Input:

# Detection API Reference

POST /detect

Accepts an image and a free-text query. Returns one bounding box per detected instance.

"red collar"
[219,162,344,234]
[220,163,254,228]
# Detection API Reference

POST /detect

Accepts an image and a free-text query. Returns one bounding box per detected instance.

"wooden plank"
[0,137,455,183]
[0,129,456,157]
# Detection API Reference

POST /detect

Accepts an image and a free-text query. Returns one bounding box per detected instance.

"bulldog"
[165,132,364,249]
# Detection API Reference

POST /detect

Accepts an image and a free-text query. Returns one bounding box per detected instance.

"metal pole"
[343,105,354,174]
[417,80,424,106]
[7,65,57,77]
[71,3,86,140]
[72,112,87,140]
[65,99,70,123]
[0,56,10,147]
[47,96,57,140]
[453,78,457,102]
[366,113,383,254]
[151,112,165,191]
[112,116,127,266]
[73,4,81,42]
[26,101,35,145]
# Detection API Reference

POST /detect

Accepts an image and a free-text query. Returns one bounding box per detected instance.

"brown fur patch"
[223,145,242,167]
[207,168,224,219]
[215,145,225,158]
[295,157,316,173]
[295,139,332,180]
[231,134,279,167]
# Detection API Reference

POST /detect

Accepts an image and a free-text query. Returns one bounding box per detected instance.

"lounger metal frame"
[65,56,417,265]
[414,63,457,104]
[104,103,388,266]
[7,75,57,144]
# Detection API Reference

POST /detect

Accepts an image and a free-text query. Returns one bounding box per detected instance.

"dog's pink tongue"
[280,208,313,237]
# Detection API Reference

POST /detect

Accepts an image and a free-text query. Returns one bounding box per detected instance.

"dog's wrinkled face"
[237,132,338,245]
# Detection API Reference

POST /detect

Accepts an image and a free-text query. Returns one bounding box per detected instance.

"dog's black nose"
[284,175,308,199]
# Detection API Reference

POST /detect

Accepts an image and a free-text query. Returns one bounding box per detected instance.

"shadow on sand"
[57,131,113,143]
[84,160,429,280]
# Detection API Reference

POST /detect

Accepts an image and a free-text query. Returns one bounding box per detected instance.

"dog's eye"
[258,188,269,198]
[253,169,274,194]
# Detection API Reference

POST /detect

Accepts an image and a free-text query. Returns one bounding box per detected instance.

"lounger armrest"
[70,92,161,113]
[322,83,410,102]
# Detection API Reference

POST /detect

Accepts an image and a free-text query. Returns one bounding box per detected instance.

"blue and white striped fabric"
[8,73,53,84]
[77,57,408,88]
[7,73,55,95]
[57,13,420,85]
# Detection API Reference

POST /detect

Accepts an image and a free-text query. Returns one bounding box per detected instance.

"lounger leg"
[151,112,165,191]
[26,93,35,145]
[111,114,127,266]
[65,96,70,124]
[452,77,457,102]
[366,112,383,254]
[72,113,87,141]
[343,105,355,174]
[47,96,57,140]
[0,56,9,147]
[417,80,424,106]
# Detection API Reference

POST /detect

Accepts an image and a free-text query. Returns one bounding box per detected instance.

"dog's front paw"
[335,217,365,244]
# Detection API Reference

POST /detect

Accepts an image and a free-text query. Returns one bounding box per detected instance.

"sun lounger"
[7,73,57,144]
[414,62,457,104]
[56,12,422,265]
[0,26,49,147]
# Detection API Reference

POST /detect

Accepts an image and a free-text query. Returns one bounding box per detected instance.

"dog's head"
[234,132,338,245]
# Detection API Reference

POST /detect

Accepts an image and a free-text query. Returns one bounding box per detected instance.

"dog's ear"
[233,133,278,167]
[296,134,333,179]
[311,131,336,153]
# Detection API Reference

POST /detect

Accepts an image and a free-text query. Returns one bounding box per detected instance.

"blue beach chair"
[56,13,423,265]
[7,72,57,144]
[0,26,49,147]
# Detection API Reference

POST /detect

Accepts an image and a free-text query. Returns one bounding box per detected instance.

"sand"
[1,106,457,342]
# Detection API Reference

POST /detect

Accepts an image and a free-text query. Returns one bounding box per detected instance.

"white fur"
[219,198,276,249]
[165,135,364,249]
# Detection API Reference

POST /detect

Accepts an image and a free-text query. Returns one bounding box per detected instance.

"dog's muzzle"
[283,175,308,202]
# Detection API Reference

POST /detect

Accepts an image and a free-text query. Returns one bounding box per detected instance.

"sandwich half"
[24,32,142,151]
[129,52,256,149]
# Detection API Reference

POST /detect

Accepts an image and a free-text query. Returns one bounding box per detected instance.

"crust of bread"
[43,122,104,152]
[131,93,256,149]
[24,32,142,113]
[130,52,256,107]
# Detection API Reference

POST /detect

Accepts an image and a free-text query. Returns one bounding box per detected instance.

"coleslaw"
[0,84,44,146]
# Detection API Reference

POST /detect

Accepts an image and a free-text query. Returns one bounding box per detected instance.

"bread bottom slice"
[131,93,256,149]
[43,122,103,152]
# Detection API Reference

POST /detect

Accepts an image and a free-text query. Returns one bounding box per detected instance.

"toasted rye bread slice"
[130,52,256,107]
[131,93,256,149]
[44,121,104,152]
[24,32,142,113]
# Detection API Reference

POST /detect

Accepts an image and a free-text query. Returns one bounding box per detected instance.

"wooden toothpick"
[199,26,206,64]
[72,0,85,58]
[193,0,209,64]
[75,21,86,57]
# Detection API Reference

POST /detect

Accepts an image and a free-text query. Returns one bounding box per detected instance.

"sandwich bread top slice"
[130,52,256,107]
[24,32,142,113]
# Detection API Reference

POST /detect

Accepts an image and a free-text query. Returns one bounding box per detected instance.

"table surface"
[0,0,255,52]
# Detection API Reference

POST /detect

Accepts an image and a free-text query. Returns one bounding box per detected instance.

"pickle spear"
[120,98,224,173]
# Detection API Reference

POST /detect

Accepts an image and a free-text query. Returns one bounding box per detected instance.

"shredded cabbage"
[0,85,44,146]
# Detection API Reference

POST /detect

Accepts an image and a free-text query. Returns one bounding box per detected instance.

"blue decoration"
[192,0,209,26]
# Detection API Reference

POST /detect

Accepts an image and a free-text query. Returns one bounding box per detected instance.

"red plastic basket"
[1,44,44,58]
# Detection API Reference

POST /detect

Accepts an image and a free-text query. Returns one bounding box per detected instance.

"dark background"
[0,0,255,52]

Task directions: Give every line of the listing again. Keep each one exact.

Written response:
# Detection API Reference

POST /detect

Accepts an image and a free-text query. Returns one bounding box per detected instance.

"red collar"
[219,162,344,234]
[220,163,254,228]
# Detection API Reference

POST /detect

Accepts an image and a free-text query. Returns one bounding box per detected instance.

"wooden plank"
[0,137,455,183]
[0,129,456,157]
# Detection API Reference

POST /detect

Accepts an image and a free-text query. Returns one bounding box per detected instance.

"bulldog"
[165,132,364,249]
# Detection API Reference

POST /detect

Accepts an image and a free-text query. Returns one bounding box per detected instance.

"metal pole"
[343,105,354,174]
[417,80,424,106]
[7,65,57,77]
[71,3,86,140]
[72,112,87,140]
[65,99,70,123]
[0,56,10,147]
[47,96,57,140]
[453,78,457,102]
[366,113,383,254]
[151,112,165,191]
[112,116,127,266]
[73,4,81,42]
[26,101,35,145]
# Detection API Reference

POST /detect

Accepts an image and a free-text query. Returns one bounding box per detected instance.

"brown fur patch"
[223,145,242,167]
[207,168,224,219]
[215,145,225,158]
[295,157,316,173]
[295,139,332,180]
[231,134,279,167]
# Detection API Reference

POST /detect

Accepts an image and a free-text query. Returns one bounding box per detected instance.

"lounger metal frame"
[65,56,417,265]
[414,63,457,104]
[104,103,388,266]
[7,75,57,144]
# Detection API Reference

POST /detect

Accepts an image and a free-text query. Returns one bounding box per detected instance.

"dog's pink tongue"
[280,208,313,237]
# Detection API Reference

POST /detect

Accepts an image and a free-text query. Returns one bounding box per detected instance.

"dog's wrinkled face"
[237,132,338,245]
# Detection API Reference

POST /detect

Accepts an image and a free-text query. Returns one bounding box per detected instance.

"dog's black nose"
[284,175,308,199]
# Detection API Reference

POST /detect

Accepts an image and a free-text query. Returns one bounding box per detected instance.

"shadow on sand"
[57,131,113,143]
[84,160,429,280]
# Detection API Reference

POST /detect

Accepts an image and a free-text query. Returns one bounding box per detected instance.

"dog's eye"
[258,188,269,198]
[253,169,274,194]
# Detection API Reference

POST /detect

Accepts an image and a free-text query. Returns one bounding box per detected instance.

"lounger armrest"
[70,92,161,113]
[322,83,410,102]
# Detection API Reference

POST /detect

Accepts an image and a free-text query. Returns one bounding box per detected instance.

"blue and white striped fabric"
[8,73,53,84]
[77,57,408,88]
[7,73,55,95]
[57,13,420,85]
# Detection API Reference

POST /detect

Accepts an image and a free-text query. Returns one bounding box per detected instance.

"lounger leg"
[151,112,165,191]
[26,93,35,145]
[111,114,127,266]
[65,96,70,124]
[452,77,457,102]
[366,112,383,254]
[72,113,87,141]
[343,105,355,174]
[47,96,57,140]
[0,56,9,147]
[417,80,424,106]
# Detection API Reference

POST /detect

Accepts an image and a free-text query. Returns one bounding box per detected instance.

"dog's front paw"
[335,217,365,244]
# Detection API Reference

POST /detect

Accepts an image and a free-text query. Returns one bounding box per detected instance.

"sun lounger"
[7,73,57,144]
[414,62,457,104]
[56,12,422,265]
[0,26,49,147]
# Detection API Reference

POST /detect

Accepts an image and a free-text query. Returns one bounding box per detected instance.

"dog's head"
[234,132,338,245]
# Detection API Reference

POST /detect

Accepts an image and a free-text query. Returns one bounding box per detected instance.

"dog's ear"
[233,133,278,167]
[296,134,333,179]
[311,131,336,153]
# Detection API Reference

POST /detect

Accepts an image and a free-text query. Returns one bounding box per detected instance.

"blue beach chair"
[56,13,423,265]
[7,72,57,144]
[0,26,49,147]
# Detection API Reference

POST /detect

Accepts an image and a free-text query. Returns one bounding box per detected instance.

"sand"
[1,106,457,342]
# Detection API Reference

POST /detect

Accepts an image and a free-text query. Returns one bounding box per detected instance.

"white fur"
[219,198,276,249]
[165,135,364,249]
# Detection API Reference

POST /detect

Accepts an image and a free-text query. Returns one bounding box per detected instance.

"dog's muzzle"
[283,175,308,202]
# Detection API Reference

POST /detect

Accepts an image and a free-text query. Returns one bounding box per detected instance.

"sandwich half"
[24,32,142,151]
[129,52,256,149]
# Detection API Reference

POST /detect

Accepts an image and a free-text query. Returns one bounding box per detected instance.

"crust of bread"
[43,122,104,152]
[131,93,256,149]
[24,32,142,113]
[130,52,256,107]
# Detection API Reference

POST /detect

Accepts an image and a free-text query. Returns one bounding box per detected instance.

"coleslaw"
[0,84,44,146]
# Detection API Reference

POST /detect

Accepts an image and a free-text query. Returns one bounding box per detected instance.

"bread bottom slice"
[131,93,256,149]
[43,122,103,152]
# Detection API Reference

POST /detect

Accepts an image and a free-text query. Returns one bounding box per detected instance.

"toasted rye bread slice"
[130,52,256,107]
[131,93,256,149]
[44,121,104,152]
[24,32,142,113]
# Detection API Reference

POST /detect

Accepts an image and a free-text query. Returns one bounding box per detected instance.

"wooden toothpick"
[199,26,206,64]
[72,0,85,58]
[193,0,209,64]
[75,21,86,57]
# Detection API Reference

POST /detect

Accepts an image and a free-text query. Returns one bounding box per detected instance.

"sandwich bread top slice"
[130,52,256,107]
[24,32,142,113]
# Detection API Reference

POST /detect

Accepts an image and a free-text query. Returns one bounding box per detected instance.

"table surface"
[0,0,255,52]
# Detection API Reference

POST /detect

Accepts an image and a free-text query. Returns one bounding box per detected instance.

"pickle spear"
[120,98,224,173]
# Detection API Reference

POST /detect

Accepts an image and a free-text query. Returns one bounding box per detected instance.

"shredded cabbage"
[0,85,44,146]
# Detection API Reference

POST /detect

Accepts an image and a free-text query. Returns one bounding box per detected instance.

"blue decoration"
[192,0,209,26]
# Detection API Reference

POST /detect

Accepts an image and a free-text query. Returns one bounding box per detected instance.

"red plastic basket"
[1,44,44,58]
# Detection API Reference

POST /detect

Accepts an image and a free-text query. Returns one bounding box per detected instance.

"dark background"
[0,0,255,52]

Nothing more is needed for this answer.